** BEGIN Supplied records **

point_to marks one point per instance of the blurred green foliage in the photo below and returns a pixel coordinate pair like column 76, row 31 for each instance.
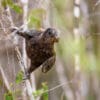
column 42, row 92
column 8, row 96
column 12, row 5
column 19, row 77
column 35, row 17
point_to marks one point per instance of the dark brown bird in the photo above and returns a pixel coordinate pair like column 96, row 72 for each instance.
column 40, row 48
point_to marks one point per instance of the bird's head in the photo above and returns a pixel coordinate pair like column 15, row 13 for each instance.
column 50, row 35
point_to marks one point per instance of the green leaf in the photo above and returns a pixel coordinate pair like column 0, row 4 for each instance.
column 45, row 94
column 42, row 92
column 8, row 96
column 16, row 8
column 35, row 17
column 19, row 77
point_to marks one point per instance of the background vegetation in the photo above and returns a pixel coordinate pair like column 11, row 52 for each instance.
column 76, row 73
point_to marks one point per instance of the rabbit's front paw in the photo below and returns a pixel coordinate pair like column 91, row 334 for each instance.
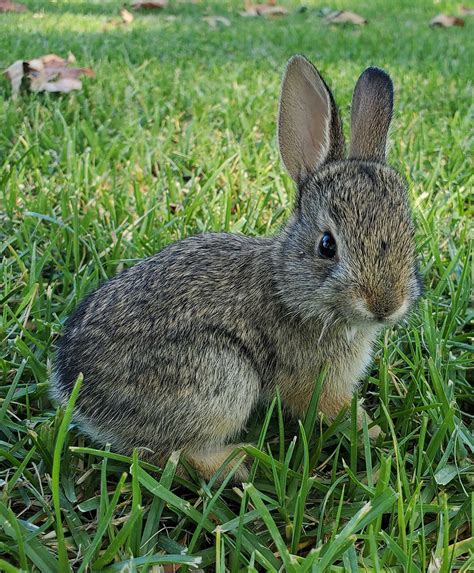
column 374, row 431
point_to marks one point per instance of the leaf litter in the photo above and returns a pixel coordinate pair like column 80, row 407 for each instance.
column 7, row 6
column 345, row 17
column 270, row 9
column 49, row 73
column 445, row 21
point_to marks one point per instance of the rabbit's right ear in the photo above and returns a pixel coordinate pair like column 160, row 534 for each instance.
column 309, row 126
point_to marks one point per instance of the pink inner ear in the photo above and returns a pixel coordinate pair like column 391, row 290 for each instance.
column 317, row 125
column 304, row 120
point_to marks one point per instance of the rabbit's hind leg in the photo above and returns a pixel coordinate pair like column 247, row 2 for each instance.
column 207, row 462
column 232, row 386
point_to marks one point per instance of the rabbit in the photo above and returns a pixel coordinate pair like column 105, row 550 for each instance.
column 178, row 350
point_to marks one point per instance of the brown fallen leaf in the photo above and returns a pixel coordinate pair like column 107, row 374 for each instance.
column 149, row 4
column 465, row 11
column 445, row 21
column 127, row 17
column 345, row 17
column 7, row 6
column 49, row 73
column 267, row 10
column 216, row 21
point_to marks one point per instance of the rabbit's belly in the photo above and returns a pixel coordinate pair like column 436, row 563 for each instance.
column 347, row 360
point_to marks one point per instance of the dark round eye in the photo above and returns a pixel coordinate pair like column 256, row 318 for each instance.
column 327, row 246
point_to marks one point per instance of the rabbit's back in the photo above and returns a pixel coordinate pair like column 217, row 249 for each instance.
column 146, row 340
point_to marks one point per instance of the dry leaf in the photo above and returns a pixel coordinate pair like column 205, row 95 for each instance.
column 150, row 4
column 445, row 21
column 267, row 10
column 49, row 73
column 216, row 21
column 345, row 17
column 127, row 17
column 7, row 6
column 465, row 11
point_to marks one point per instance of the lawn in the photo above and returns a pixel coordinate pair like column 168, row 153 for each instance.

** END Supplied records **

▸ **What to work on**:
Please lay out the stretch from the line containing "point_to marks one point per instance of the brown" through the end of the material as a JSON list of strings, one string per line, with blank lines left out.

▸ **Solved problem**:
[
  "point_to marks one point per instance of the brown fallen leaf in the photo above and returns a pixel coordinate pair like column 107, row 374 for each instance.",
  "column 149, row 4",
  "column 465, row 11",
  "column 445, row 21",
  "column 127, row 17",
  "column 345, row 17",
  "column 7, row 6",
  "column 49, row 73",
  "column 267, row 10",
  "column 216, row 21",
  "point_to marks one point per instance of the rabbit's belly in the photo above and returns a pixel coordinate pair like column 436, row 563 for each instance.",
  "column 347, row 360",
  "point_to marks one point per instance of the dark round eye in the photo above and returns a pixel coordinate pair like column 256, row 318 for each instance.",
  "column 327, row 246",
  "point_to marks one point per instance of the rabbit's back in the photo above and returns a pixel coordinate pair like column 217, row 249 for each instance.",
  "column 146, row 340",
  "point_to marks one point per instance of the dry leaf in the photo above and returns a pixel coordinate pair like column 205, row 95 for each instance.",
  "column 150, row 4",
  "column 445, row 21",
  "column 267, row 10",
  "column 49, row 73",
  "column 216, row 21",
  "column 345, row 17",
  "column 127, row 17",
  "column 7, row 6",
  "column 465, row 11",
  "point_to marks one point per instance of the lawn in the photo above and returns a pixel coordinate pair like column 168, row 153 for each instance."
]